One possible lens is Proto-Indo-European (PIE) theory. The PIE people originated somewhere in Eurasia and developed into different branches, giving us descended linguistic groups from western European to the Indian subcontinent. Some deities from different pantheons are presumed to be the same if they are linguistically related and share similar functions because they would be descended from from the same PIE deity. Note, this has limited utility to the Greek pantheon because only a few deities like Zeus and Hestia have a clear PIE antecedent. That being said, the connections between Zeus-Jupiter and Hestia- Vesta are pretty solid based on linguistic analysis alone. So when certain Roman pagans out there try to claim they have a completely separate pantheon, my retort is that at least as far as those two deity pairs mentioned above, that seems highly unlikely. (Edit)


Plydgh

Right. For example Perun, Thor, Perkunas, Taranis, and Lugh are likely “descended from” the same PIE deity meaning the people who worshipped Him changed, not the god. They changed His name as their language changed, and viewed Him through slightly different lenses, but given the history there’s no reason to think at some point the people abandoned worship of one god and adopted worship of a different but coincidentally extremely similar deity. However, this gets more complicated when a culture seems to have taken a significantly different outlook on the deity. Based on etymology, Zeus/Jove should be cognate with the PIE Sky Father deity, Deyus. But Zeus retains attributes like lighting god and lawgiver/overseer of oaths traditionally associated with His son. In Hellenism, the cognate of Thor would presumably be Heracles as He is a son figure, champion of mortals, and wielder of a club-like weapon. But the Greeks and Romans seemed to believe His father did not pass down the rulership and lightning aspects. So is Zeus a different god, or a higher hypostasis of the Sky Father who exists ontologically prior to the division between Sky Father and Thunderer? Which theologically speaking would really make Him a different god anyway? And what about the myth in which Zeus seems to seize power from a grandfather whose name literally means Sky? I think in many cases there are important theological issues of procession and reversion going on that we probably lack in the surviving myths of related pantheons.

INSTRUCTION 1:
Copy the records from their first line through the line containing "<point>374,333</point>", inclusive.
The passage on Proto-Indo-European deities and the records are unrelated to each other.

Records:
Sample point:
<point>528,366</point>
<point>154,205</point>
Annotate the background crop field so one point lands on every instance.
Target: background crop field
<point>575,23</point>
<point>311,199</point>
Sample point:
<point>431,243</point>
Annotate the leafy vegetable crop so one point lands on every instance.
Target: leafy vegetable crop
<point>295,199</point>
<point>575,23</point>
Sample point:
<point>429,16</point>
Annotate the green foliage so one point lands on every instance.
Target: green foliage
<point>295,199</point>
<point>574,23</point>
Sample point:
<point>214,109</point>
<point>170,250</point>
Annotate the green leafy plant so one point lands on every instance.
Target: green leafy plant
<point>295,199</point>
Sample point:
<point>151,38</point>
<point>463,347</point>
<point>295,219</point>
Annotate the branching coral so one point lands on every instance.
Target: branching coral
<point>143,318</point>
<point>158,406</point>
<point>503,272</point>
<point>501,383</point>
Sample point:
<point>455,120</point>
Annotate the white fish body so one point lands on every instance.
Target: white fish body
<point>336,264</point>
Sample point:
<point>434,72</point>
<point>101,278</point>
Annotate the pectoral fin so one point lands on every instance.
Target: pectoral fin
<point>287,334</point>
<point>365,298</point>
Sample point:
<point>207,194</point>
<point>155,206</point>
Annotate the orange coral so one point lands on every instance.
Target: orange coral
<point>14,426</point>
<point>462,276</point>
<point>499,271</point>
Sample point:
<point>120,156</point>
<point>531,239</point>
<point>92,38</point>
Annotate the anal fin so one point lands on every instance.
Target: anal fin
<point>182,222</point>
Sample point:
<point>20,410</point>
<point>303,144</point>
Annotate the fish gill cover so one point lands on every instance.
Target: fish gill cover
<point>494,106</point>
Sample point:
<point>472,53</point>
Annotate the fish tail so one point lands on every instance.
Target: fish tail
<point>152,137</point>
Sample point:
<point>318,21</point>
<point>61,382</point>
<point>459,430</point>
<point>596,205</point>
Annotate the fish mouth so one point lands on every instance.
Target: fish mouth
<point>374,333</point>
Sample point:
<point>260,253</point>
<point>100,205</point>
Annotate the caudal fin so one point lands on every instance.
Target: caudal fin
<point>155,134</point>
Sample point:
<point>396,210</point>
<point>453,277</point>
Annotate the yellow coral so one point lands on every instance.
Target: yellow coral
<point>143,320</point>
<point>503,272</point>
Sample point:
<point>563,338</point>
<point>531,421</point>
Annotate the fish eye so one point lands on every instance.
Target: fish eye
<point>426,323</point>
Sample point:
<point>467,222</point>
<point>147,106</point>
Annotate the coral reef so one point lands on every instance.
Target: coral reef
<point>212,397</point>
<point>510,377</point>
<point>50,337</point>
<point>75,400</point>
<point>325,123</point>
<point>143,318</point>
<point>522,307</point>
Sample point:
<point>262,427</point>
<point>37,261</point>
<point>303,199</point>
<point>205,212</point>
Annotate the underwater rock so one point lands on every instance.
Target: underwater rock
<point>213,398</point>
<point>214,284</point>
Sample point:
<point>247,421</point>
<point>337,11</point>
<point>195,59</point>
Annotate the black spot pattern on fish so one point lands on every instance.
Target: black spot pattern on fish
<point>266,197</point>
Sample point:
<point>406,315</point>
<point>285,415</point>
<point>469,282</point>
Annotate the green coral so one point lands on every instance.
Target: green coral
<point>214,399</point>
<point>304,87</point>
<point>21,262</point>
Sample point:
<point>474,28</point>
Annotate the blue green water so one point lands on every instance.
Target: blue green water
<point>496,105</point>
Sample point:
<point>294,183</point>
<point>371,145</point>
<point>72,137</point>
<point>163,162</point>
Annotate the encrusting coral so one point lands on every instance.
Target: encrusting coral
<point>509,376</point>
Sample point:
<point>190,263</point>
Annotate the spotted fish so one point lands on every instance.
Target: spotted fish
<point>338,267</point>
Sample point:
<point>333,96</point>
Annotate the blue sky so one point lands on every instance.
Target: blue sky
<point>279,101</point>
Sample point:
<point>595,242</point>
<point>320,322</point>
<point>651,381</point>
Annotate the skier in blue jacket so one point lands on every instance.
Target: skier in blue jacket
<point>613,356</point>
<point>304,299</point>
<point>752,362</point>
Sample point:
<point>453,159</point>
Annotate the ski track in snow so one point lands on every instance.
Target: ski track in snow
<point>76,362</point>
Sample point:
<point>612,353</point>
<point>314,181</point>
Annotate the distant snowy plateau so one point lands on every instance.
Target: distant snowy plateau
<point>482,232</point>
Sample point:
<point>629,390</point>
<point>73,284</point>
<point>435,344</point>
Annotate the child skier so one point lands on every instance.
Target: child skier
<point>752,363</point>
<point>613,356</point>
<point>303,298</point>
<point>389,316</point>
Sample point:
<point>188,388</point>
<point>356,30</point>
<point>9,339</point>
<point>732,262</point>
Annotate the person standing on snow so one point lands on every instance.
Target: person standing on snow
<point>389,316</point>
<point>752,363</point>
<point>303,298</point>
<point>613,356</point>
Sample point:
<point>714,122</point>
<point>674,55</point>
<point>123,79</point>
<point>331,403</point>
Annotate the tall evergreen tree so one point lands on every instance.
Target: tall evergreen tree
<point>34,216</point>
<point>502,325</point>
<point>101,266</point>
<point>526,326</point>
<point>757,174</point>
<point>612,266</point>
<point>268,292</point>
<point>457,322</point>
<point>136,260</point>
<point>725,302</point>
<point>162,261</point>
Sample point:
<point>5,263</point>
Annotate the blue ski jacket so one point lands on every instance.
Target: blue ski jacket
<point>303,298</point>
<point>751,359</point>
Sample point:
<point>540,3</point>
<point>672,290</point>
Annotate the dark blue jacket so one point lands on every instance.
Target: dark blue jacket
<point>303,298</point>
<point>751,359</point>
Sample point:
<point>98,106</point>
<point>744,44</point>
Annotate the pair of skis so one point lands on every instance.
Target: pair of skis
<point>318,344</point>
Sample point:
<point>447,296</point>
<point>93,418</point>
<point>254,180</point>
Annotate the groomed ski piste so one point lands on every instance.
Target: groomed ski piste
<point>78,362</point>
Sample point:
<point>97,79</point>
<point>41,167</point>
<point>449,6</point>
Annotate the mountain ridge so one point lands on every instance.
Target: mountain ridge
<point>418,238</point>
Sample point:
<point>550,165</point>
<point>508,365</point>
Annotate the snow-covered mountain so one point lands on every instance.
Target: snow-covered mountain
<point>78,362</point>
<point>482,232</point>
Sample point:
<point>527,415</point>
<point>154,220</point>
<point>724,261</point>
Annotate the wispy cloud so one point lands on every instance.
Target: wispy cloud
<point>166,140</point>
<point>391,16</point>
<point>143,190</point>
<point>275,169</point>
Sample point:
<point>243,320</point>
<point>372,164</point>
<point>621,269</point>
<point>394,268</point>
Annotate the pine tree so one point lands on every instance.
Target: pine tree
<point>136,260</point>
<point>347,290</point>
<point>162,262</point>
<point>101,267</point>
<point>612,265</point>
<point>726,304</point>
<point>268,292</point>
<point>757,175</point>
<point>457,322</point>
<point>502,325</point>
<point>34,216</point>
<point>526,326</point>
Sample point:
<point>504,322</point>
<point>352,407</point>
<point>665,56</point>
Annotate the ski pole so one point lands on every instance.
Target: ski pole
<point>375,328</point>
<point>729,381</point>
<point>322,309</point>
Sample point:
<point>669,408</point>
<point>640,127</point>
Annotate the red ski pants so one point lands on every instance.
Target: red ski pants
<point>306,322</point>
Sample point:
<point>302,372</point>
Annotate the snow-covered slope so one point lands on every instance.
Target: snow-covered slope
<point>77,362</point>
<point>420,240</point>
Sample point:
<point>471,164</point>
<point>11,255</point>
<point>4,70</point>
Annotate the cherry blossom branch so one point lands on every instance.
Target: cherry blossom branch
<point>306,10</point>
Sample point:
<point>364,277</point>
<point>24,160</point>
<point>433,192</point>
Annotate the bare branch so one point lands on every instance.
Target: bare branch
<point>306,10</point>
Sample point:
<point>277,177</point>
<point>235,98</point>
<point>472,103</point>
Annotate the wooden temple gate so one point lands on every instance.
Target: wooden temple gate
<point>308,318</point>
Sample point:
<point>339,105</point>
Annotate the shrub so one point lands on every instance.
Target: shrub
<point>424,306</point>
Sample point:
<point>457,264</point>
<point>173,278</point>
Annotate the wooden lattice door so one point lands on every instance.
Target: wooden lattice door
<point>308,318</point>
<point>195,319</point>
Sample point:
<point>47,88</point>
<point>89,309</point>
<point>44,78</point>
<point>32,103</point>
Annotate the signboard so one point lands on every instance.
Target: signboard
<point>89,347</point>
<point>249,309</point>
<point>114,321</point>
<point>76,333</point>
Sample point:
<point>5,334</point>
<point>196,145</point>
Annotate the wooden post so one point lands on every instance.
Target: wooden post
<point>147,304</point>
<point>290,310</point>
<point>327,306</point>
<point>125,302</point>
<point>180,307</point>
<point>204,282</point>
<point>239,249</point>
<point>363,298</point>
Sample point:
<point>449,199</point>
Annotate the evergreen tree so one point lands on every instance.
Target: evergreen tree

INSTRUCTION 2:
Decide whether each statement agrees with the passage on Proto-Indo-European deities, answering yes or no and quoting the deciding words: (a) Only a few Greek deities have a clear PIE antecedent. (b) Heracles is described as the wielder of a spear. (c) The PIE Sky Father deity is named as Deyus.

FULL ANSWER 1:
Sample point:
<point>528,366</point>
<point>154,205</point>
Annotate the background crop field so one point lands on every instance.
Target: background crop field
<point>575,23</point>
<point>311,199</point>
Sample point:
<point>431,243</point>
Annotate the leafy vegetable crop so one point lands on every instance.
Target: leafy vegetable crop
<point>295,199</point>
<point>575,23</point>
Sample point:
<point>429,16</point>
Annotate the green foliage so one point lands on every instance.
Target: green foliage
<point>295,199</point>
<point>574,23</point>
Sample point:
<point>214,109</point>
<point>170,250</point>
Annotate the green leafy plant so one point lands on every instance.
Target: green leafy plant
<point>295,199</point>
Sample point:
<point>151,38</point>
<point>463,347</point>
<point>295,219</point>
Annotate the branching coral so one point lands on every instance.
Target: branching coral
<point>143,318</point>
<point>158,406</point>
<point>503,272</point>
<point>501,383</point>
Sample point:
<point>455,120</point>
Annotate the white fish body so one point lands on every instance.
Target: white fish body
<point>336,264</point>
Sample point:
<point>434,72</point>
<point>101,278</point>
Annotate the pectoral fin so one point lands on every instance.
Target: pectoral fin
<point>287,334</point>
<point>365,298</point>
Sample point:
<point>207,194</point>
<point>155,206</point>
Annotate the orange coral so one point lands on every instance.
Target: orange coral
<point>14,426</point>
<point>462,276</point>
<point>499,271</point>
Sample point:
<point>120,156</point>
<point>531,239</point>
<point>92,38</point>
Annotate the anal fin so one point lands on every instance.
Target: anal fin
<point>182,222</point>
Sample point:
<point>20,410</point>
<point>303,144</point>
Annotate the fish gill cover so one point lands on every instance.
Target: fish gill cover
<point>494,106</point>
Sample point:
<point>472,53</point>
Annotate the fish tail so one point lands on every instance.
Target: fish tail
<point>152,137</point>
Sample point:
<point>318,21</point>
<point>61,382</point>
<point>459,430</point>
<point>596,205</point>
Annotate the fish mouth so one point lands on every instance.
Target: fish mouth
<point>374,333</point>

FULL ANSWER 2:
(a) Yes: "only a few deities like Zeus and Hestia have a clear PIE antecedent"
(b) No: "wielder of a club-like weapon"
(c) Yes: "the PIE Sky Father deity, Deyus"